## [Énoncé a]
D'après le texte source, qu'avons-nous fait à l'égard de ces pays ?

## [Texte source]
- - - - - - -

Une autre raison, c’est que nous avons négligé et sous-estimé ces pays. Nous avons fait fabriquer à bas coûts, ne pensant pas que nous pourrions un jour être égalés, et nous nous réveillons bien tard [6]. Bien que nous sachions, depuis longtemps, que ces peuples étaient astucieux et travailleurs, notre idée était bien de croire que nous étions de toute façon, osons le dire, plus intelligents, et qu’il y aurait ainsi un partage des tâches et de la valeur ajoutée, avec l’essentiel du profit pour nous, bien entendu. En d’autre terme, que notre « supériorité » intellectuelle et technologique nous assurerait, pour longtemps encore, le leadership. Belle erreur d’appréciation.
Mais ceci est vrai pour tous les pays occidentaux. Or tous ne souffrent pas du « syndrome de l’autruche ». A quoi tient l’exception française ? Plusieurs raisons.

- - - - - - -

## [Entrées de données extraites]
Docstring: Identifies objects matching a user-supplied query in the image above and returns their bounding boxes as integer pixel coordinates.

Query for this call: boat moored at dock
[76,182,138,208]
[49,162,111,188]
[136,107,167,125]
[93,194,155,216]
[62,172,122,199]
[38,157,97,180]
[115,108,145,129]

- - - - - - -

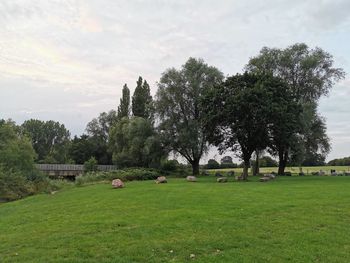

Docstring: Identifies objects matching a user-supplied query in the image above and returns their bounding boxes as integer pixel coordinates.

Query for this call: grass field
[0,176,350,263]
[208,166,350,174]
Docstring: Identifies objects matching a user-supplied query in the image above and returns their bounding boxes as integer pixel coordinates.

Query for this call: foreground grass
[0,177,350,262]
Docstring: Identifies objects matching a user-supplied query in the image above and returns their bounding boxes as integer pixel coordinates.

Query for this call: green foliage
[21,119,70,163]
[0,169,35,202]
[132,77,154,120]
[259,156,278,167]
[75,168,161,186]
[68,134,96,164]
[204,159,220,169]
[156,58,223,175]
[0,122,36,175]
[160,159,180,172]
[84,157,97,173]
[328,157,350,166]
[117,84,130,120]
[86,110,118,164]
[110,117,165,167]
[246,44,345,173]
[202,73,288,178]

- - - - - - -

## [Énoncé b]
Donnez le nombre de lignes qui contiennent la chaîne « grass », en respectant la casse, et n'écrivez que ce nombre.

## [Réponse attendue a]
Nous les avons négligés et sous-estimés.

## [Réponse attendue b]
2